Aim: Pull out every line of the data below word for word, leaving out the pictures.

[Records from a dataset]
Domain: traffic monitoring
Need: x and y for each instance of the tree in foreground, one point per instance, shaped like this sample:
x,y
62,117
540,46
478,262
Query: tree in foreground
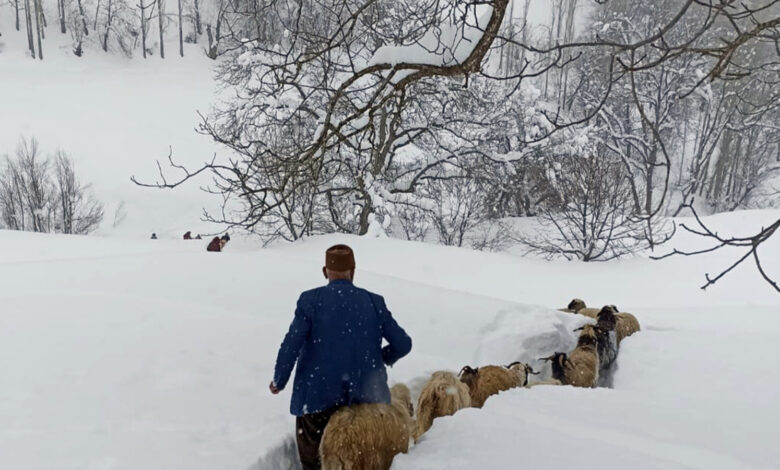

Full answer:
Domain: traffic monitoring
Need: x and y for each instance of the tree in foreground, one point per instance, shaped like this sample:
x,y
62,117
540,46
478,262
Query: tree in foreground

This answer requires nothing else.